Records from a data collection
——

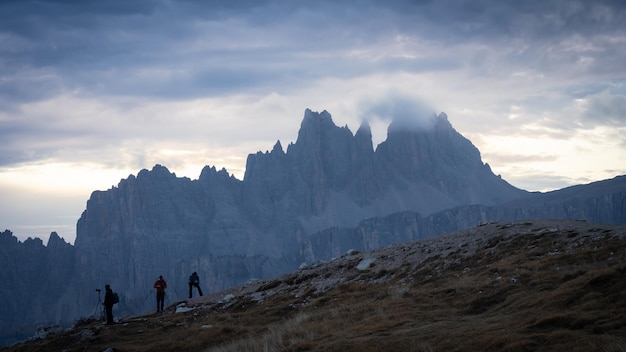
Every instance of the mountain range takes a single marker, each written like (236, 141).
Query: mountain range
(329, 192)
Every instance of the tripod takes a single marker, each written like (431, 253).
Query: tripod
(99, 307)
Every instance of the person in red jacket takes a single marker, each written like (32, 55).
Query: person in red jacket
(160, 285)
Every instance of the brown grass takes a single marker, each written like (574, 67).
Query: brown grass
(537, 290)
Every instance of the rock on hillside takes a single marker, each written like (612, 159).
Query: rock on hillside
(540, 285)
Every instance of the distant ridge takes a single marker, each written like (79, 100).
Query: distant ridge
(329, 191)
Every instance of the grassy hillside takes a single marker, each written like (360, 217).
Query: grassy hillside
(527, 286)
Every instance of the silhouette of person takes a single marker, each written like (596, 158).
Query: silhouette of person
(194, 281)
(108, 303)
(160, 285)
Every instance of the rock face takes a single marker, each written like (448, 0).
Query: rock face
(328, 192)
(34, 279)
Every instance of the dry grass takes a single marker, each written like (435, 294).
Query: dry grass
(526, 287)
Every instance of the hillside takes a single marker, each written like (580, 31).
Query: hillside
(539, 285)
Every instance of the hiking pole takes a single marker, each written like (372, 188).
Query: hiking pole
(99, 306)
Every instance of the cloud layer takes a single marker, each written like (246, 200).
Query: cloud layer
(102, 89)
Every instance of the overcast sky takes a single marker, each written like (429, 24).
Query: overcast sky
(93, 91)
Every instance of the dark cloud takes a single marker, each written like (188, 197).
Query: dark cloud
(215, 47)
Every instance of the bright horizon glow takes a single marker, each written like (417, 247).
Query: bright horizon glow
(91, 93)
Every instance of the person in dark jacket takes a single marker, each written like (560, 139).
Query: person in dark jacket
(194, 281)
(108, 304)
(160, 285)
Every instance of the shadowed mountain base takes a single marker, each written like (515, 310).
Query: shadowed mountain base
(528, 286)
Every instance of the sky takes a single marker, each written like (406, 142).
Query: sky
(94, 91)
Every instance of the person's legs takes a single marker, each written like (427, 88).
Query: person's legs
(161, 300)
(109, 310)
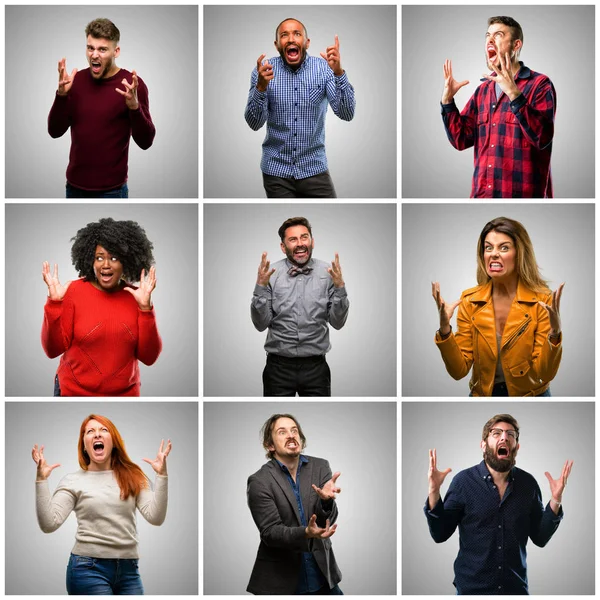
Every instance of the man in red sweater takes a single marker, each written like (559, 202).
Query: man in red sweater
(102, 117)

——

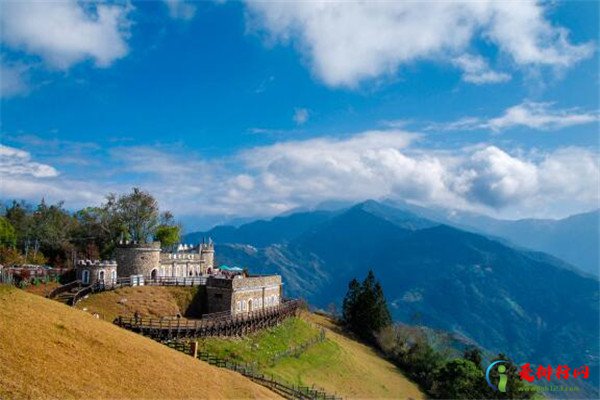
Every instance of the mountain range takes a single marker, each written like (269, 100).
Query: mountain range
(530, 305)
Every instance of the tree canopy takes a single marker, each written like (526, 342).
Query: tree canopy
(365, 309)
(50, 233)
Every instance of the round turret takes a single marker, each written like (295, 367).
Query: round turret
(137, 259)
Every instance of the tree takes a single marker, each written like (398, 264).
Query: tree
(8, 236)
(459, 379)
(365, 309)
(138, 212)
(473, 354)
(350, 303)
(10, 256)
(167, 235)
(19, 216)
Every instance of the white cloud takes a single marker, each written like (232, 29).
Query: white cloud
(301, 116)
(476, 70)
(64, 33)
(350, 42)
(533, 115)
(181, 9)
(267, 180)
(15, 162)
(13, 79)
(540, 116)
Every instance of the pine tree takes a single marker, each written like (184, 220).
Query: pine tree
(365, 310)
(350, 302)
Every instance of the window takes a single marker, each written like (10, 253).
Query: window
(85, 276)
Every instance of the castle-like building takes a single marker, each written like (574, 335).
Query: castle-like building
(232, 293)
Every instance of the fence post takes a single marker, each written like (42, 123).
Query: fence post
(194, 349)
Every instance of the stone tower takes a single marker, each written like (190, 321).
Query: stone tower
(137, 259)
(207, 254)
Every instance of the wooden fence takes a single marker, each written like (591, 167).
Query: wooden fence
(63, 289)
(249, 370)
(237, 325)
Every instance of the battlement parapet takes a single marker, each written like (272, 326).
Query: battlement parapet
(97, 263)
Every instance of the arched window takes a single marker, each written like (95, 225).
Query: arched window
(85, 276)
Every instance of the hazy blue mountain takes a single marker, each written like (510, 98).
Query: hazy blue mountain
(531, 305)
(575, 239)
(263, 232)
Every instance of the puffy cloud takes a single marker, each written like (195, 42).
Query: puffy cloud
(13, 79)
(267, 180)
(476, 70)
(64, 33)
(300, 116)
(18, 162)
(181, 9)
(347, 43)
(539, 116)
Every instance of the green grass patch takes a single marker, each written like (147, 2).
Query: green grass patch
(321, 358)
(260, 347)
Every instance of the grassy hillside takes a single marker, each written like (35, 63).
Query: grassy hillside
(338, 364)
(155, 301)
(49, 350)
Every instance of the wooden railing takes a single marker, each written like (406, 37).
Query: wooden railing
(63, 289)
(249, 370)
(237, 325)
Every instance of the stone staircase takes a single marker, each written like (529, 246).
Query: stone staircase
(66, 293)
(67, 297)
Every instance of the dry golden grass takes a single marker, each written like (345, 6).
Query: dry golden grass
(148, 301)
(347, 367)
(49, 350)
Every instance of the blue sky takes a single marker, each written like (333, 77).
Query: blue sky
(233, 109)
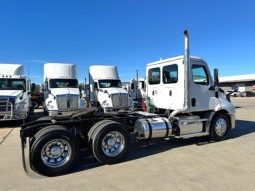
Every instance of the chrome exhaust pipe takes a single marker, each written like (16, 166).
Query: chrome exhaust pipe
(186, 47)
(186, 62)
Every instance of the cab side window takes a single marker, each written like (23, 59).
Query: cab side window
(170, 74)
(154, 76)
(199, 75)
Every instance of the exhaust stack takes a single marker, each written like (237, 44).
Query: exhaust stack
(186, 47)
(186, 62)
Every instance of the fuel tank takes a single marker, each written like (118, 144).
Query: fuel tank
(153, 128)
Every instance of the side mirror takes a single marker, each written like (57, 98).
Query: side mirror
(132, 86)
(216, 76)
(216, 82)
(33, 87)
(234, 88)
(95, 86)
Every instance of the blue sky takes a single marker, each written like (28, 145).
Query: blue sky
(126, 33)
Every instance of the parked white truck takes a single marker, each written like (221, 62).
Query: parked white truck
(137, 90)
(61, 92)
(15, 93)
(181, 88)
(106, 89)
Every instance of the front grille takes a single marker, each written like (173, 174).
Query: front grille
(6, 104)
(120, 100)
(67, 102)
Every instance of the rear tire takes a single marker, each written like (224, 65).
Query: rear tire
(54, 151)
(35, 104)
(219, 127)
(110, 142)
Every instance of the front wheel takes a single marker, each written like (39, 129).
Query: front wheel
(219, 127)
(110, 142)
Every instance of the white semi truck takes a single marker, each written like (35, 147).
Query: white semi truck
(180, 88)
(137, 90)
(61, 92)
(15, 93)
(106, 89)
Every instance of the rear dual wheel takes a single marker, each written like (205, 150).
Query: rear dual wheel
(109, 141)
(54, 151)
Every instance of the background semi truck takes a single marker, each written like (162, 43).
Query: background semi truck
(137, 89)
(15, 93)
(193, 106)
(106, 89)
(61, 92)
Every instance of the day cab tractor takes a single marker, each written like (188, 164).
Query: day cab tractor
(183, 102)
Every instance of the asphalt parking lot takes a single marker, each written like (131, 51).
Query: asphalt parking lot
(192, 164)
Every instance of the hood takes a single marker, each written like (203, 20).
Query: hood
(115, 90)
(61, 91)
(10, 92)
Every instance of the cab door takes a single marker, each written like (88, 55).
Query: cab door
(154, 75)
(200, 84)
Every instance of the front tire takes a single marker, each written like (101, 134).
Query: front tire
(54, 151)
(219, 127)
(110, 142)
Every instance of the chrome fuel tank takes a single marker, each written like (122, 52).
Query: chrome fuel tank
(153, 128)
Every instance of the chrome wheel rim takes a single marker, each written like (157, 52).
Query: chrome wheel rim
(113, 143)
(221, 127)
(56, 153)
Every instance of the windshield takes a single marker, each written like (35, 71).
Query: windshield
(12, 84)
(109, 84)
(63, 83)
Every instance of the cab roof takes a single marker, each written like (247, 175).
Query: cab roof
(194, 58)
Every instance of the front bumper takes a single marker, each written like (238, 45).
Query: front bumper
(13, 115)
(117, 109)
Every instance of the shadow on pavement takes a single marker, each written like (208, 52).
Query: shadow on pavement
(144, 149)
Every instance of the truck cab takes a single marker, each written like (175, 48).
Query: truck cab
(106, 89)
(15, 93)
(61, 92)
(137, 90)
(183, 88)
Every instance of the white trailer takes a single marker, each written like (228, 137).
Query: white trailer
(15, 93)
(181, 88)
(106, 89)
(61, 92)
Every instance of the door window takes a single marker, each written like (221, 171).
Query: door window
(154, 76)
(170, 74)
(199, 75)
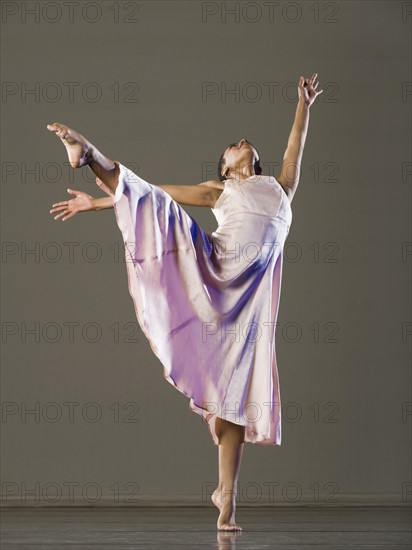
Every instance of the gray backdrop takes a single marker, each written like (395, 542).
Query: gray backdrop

——

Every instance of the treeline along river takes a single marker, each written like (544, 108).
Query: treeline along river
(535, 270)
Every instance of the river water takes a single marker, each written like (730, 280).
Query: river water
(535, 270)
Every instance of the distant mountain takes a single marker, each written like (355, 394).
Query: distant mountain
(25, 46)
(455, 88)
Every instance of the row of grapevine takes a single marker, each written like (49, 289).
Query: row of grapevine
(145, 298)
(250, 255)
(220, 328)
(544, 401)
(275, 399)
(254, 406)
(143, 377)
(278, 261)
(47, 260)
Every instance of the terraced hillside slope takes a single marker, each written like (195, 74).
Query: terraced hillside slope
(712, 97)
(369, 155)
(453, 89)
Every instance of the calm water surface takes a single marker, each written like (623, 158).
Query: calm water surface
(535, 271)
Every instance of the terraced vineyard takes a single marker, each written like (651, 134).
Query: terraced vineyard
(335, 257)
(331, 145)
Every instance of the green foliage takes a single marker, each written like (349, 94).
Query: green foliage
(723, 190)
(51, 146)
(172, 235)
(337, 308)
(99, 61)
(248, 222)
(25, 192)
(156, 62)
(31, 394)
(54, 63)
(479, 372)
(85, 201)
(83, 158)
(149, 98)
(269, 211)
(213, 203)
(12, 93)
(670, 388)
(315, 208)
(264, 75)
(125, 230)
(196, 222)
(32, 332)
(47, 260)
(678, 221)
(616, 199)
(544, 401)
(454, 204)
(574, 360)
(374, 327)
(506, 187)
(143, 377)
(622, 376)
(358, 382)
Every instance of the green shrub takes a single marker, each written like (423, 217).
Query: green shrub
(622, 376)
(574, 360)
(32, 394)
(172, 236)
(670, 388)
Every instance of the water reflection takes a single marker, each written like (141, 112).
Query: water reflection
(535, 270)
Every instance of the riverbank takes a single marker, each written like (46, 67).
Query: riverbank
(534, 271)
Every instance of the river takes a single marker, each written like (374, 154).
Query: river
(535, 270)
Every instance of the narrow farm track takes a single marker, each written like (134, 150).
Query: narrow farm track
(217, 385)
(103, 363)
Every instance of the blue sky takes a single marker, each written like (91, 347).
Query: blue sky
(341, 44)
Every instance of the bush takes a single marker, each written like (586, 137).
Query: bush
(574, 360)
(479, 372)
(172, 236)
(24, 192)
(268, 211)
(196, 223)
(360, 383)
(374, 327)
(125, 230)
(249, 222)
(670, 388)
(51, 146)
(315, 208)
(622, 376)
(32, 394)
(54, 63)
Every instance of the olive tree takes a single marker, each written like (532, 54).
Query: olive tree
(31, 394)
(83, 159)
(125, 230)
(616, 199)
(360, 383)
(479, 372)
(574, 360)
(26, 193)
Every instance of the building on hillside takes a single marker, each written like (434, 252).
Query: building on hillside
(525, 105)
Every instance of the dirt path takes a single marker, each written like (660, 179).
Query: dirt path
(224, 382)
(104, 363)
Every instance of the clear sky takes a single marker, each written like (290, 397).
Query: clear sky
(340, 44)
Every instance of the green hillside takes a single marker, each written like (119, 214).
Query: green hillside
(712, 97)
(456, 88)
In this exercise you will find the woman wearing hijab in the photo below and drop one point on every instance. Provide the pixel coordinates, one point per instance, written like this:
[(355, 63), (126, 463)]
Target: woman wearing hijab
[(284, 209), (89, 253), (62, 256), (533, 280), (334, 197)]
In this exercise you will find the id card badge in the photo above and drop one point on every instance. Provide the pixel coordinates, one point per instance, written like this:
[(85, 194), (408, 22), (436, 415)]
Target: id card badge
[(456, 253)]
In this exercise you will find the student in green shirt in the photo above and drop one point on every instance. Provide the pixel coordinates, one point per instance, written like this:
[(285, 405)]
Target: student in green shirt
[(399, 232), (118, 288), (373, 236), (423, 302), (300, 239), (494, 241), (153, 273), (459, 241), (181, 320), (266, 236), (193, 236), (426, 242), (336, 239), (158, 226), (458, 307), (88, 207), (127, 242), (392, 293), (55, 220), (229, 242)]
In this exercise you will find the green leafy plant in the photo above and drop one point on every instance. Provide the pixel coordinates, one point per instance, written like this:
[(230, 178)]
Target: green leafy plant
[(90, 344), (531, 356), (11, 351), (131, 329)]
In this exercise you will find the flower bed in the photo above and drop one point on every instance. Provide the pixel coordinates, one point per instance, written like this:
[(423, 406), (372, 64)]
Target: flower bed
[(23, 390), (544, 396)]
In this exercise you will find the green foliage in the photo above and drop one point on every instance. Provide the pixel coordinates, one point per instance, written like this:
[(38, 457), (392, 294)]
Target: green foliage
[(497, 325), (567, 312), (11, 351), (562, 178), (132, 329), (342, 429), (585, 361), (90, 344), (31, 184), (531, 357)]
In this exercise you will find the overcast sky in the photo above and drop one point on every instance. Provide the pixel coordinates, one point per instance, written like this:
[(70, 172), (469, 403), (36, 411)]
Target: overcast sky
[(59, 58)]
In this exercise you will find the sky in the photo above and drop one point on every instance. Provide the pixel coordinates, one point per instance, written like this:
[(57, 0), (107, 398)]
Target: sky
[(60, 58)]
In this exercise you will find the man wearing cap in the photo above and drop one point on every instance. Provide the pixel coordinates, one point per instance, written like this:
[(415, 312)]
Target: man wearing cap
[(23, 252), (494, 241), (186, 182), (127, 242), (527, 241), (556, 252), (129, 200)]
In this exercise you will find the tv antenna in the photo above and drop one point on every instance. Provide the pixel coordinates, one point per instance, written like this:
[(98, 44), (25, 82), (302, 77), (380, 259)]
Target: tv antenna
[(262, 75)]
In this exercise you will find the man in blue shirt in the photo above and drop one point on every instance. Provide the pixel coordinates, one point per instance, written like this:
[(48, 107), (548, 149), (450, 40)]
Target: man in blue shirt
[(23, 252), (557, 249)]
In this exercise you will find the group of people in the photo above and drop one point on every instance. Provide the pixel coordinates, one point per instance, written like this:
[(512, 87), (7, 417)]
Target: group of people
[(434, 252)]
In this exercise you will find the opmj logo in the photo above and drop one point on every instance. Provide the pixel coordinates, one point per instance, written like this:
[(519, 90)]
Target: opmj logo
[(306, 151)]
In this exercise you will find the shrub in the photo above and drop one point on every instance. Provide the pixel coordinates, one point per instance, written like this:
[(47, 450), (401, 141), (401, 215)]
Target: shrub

——

## [REQUIREMENT]
Reproduce the lines from the one containing "Every instance of the narrow" through the one containing "[(284, 209), (89, 253), (62, 256), (533, 280), (334, 197)]", with both of those lines included and nothing changed. Output only those lines.

## [WRITTEN REPLY]
Every instance of the narrow farm track takes a single marker, each written like (134, 150).
Query: narrow farm track
(217, 385)
(103, 363)
Every instance of the blue sky takes a single marker, each written like (91, 347).
Query: blue sky
(341, 44)
Every instance of the bush takes a single marker, each written like (586, 137).
Query: bush
(574, 360)
(479, 372)
(172, 236)
(24, 192)
(268, 211)
(196, 223)
(360, 383)
(374, 327)
(125, 230)
(249, 222)
(670, 388)
(51, 146)
(315, 208)
(622, 376)
(32, 394)
(54, 63)
Every instance of the olive tree takes a single marker, each written like (532, 54).
Query: olive tree
(31, 394)
(83, 159)
(125, 230)
(616, 199)
(360, 383)
(479, 372)
(574, 360)
(26, 193)
Every instance of the building on hillside takes a single marker, each written like (434, 252).
Query: building on hillside
(525, 105)
Every instance of the dirt path takes a single marker, each written like (660, 179).
Query: dirt path
(224, 382)
(104, 363)
Every instance of the clear sky takes a single marker, each written like (290, 397).
Query: clear sky
(340, 44)
Every instance of the green hillside takes a single marker, each written like (119, 214).
Query: green hillside
(712, 97)
(456, 88)
In this exercise you will find the woman wearing hijab in the photo below and drop one point on every instance. Provide the pixel coordinates, one point per instance, written like this:
[(355, 63), (126, 463)]
Target: woman wearing hijab
[(284, 209), (89, 253), (62, 256), (533, 280), (334, 197)]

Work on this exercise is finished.